* **SET OF TASKS**:
**1.** Answer these questions about the STL map discussion:
(a) On what hardware and operating system were the timings taken?
(b) What value is assigned to JOB_NUM in main()?
(c) Besides the first workstation, what other machine showed the same slowdown?
**2.** Summarize the STL map discussion in two sentences.

* **QUOTED PASSAGE**:
STL map and pthread performance problem on Linux/GCC

nan.li.g

Hello, all,
I have an interesting problem about stl map and pthread on Linux
and g++. The source code is as follows.
//mt_map_test.cpp
#include <string>
#include <map>
#include <unistd.h>
#include <sys/types.h>
#include <stdio.h>
#include <string.h>
#include <pthread.h>
using namespace std;

static void* thrd_work( void* data )
{
long count = reinterpret_cast<long>( data );

const int SIZE =32;
char buf[SIZE];
memset( buf, 'h', SIZE );
map<string, string> strMap;

for ( long i=0; i< count ; i++ ) {
char key[8];
sprintf( key, "%d", i );
strMap[ key ] = buf;
}
}

int main()
{
int JOB_NUM = 320000;
pthread_t tid[THRD_NUM];

for ( int i=0; i< THRD_NUM; i++ ){
pthread_create( tid+i, NULL, &thrd_work,
reinterpret_cast<void*> (JOB_NUM) );
}

for ( int i=0; i< THRD_NUM; i++ ){
pthread_join( tid[i], NULL );
}

}
And here is what I got from my workstation ( Dual AMD Opteron machine,
RHEL 3)

[nan@eudyptula test]$ for t in 1 2; do g++ -DTHRD_NUM=$t
mt_map_test.cpp -lpthread ; time ./a.out; done

real 0m1.390s
user 0m1.280s
sys 0m0.120s

real 0m3.450s
user 0m5.320s
sys 0m1.170s
I expected that the 2 times should be roughly equal. But clearly I
experienced significant slowdown with 2 threads.The same also happened
to a dual Intel Xeon machine. I suspect the internal stl map
implementation is improper.

I've spent hours googling without any answer. I really need advice from
a C++ expert. Thanks a lot.

Nan

Aug 16 '05 #1

Subscribe Reply

7961

Maxim Yegorushkin

na******@gmail.com wrote:

[]

I expected that the 2 times should be roughly equal. But clearly I
experienced significant slowdown with 2 threads.The same also happened
to a dual Intel Xeon machine. I suspect the internal stl map
implementation is improper.

* **Dataset entries**:
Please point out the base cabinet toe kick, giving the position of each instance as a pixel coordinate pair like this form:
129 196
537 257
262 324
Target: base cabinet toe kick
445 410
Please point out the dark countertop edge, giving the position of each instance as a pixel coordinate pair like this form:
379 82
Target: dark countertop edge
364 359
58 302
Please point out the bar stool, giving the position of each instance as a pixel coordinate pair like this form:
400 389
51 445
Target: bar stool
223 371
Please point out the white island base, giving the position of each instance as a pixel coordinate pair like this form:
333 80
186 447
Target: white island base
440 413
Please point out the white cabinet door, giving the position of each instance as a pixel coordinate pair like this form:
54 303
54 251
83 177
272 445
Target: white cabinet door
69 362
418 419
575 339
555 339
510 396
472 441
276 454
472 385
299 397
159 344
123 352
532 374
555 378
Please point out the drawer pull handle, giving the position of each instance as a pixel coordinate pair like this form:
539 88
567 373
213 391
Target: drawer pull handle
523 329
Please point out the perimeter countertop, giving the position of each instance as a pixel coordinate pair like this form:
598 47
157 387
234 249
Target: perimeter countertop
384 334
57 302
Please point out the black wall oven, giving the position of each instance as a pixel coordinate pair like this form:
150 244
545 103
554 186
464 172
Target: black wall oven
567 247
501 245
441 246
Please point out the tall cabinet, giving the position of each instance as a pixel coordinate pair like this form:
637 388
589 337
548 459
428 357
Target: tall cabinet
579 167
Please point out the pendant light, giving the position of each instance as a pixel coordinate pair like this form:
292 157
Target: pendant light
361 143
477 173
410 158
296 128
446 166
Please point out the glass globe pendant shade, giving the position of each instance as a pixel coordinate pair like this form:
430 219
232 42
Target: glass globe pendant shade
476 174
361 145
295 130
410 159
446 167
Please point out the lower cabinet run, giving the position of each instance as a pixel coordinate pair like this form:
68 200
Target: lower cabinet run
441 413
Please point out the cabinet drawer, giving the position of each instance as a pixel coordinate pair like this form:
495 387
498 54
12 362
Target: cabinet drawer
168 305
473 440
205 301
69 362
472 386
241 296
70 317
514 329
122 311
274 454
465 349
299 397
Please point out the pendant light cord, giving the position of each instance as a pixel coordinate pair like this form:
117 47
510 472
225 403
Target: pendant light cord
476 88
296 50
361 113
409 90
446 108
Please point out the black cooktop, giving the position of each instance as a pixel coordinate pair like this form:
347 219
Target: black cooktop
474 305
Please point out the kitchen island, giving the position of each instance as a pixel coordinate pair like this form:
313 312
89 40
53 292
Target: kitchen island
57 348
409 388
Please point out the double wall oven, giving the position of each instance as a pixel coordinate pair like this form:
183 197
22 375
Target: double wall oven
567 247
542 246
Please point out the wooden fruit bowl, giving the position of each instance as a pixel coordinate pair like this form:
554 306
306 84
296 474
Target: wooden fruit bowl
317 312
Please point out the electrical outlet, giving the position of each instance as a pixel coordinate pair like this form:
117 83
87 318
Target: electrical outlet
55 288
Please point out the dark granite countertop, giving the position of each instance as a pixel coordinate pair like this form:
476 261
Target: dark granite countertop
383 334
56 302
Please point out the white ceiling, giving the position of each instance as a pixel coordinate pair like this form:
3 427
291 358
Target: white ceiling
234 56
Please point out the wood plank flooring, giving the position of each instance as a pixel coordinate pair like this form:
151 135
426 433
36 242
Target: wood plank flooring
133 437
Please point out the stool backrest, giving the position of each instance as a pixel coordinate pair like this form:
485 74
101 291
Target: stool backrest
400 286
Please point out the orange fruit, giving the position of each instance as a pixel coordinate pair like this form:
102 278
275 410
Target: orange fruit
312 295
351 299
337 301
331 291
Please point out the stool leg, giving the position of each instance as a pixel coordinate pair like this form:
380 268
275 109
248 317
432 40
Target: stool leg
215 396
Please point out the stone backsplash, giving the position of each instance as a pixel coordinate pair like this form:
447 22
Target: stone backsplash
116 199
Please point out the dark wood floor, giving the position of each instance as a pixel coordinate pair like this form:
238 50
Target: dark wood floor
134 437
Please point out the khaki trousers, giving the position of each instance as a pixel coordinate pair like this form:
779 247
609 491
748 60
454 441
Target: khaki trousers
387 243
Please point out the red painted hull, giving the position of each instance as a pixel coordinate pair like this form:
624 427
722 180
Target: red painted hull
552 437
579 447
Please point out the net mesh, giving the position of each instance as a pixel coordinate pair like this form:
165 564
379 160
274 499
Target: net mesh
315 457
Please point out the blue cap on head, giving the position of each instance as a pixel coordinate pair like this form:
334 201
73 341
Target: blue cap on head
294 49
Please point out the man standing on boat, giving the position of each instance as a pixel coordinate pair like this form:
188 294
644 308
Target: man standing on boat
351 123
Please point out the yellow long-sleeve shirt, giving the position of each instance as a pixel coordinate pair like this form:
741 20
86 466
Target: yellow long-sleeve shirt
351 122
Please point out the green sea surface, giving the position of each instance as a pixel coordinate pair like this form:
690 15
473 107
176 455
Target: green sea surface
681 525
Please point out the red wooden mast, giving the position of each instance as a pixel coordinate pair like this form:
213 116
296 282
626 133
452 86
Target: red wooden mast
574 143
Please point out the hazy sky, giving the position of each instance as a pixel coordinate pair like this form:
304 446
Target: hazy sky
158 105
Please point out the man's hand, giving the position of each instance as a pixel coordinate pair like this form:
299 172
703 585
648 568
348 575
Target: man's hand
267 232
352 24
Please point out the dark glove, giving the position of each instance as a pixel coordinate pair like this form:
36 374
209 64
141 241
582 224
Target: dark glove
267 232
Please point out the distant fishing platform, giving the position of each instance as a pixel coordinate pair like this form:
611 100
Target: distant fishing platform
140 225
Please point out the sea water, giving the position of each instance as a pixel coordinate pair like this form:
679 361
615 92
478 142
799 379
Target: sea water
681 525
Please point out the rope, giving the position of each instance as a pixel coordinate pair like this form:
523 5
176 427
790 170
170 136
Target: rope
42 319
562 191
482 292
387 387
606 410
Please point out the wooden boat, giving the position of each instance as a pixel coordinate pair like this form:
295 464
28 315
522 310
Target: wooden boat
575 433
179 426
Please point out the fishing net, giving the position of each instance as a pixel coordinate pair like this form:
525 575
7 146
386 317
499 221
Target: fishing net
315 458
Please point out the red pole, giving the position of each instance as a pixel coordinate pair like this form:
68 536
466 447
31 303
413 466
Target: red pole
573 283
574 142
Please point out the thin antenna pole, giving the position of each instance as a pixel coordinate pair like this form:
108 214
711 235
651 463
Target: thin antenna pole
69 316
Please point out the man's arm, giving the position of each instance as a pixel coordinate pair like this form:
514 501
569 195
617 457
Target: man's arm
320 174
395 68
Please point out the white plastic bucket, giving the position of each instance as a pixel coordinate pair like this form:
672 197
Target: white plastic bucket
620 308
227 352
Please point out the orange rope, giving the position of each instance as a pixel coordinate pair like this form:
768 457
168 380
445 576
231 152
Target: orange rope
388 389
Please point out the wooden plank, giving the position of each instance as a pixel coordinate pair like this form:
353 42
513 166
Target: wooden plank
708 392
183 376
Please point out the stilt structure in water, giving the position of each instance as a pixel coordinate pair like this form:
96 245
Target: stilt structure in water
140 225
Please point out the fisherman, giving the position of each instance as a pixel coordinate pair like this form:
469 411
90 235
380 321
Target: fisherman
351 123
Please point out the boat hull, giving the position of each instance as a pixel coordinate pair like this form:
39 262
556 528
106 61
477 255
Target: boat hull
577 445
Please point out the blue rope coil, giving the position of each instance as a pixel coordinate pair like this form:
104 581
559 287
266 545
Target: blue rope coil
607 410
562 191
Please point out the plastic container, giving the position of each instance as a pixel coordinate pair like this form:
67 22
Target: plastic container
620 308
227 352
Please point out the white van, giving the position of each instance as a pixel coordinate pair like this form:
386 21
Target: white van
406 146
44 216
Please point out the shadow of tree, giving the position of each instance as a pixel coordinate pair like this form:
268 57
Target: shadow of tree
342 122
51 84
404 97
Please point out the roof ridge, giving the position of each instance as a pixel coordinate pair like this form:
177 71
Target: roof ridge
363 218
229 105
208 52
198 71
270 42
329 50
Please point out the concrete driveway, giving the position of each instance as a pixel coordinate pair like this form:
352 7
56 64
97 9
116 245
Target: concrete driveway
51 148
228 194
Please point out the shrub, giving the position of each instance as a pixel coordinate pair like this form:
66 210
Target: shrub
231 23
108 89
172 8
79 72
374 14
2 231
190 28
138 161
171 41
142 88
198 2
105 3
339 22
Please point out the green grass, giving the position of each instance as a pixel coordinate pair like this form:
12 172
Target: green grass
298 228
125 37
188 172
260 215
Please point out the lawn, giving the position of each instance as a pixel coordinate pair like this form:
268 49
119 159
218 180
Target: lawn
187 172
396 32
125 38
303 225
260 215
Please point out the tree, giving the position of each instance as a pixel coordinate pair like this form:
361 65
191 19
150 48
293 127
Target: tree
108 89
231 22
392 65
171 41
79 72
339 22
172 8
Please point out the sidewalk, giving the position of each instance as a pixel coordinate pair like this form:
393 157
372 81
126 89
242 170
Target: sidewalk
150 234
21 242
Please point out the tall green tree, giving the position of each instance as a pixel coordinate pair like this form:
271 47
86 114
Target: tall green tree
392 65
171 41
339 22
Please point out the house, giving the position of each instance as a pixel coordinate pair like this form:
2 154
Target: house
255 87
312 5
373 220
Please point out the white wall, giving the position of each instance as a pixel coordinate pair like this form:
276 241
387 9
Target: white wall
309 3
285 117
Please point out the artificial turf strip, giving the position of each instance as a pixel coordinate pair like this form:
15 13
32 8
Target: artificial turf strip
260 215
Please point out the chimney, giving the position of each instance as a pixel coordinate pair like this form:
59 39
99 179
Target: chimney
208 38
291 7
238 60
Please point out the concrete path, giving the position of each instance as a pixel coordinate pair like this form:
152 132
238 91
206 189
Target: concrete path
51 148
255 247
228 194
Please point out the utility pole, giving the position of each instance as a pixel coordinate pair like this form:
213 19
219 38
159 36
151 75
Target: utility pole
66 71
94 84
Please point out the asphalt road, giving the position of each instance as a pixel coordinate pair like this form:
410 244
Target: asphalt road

* **SOLUTIONS TO THE TASKS**:
**1.**
(a) A dual AMD Opteron machine running RHEL 3.
(b) 320000.
(c) A dual Intel Xeon machine.

**2.** A poster reports that a C++ program filling an STL map in each pthread took 3.450 seconds of real time with two threads versus 1.390 seconds with one on a dual AMD Opteron workstation running RHEL 3, and that the same slowdown happened on a dual Intel Xeon machine. The poster suspects that the internal STL map implementation is improper and asks a C++ expert for advice.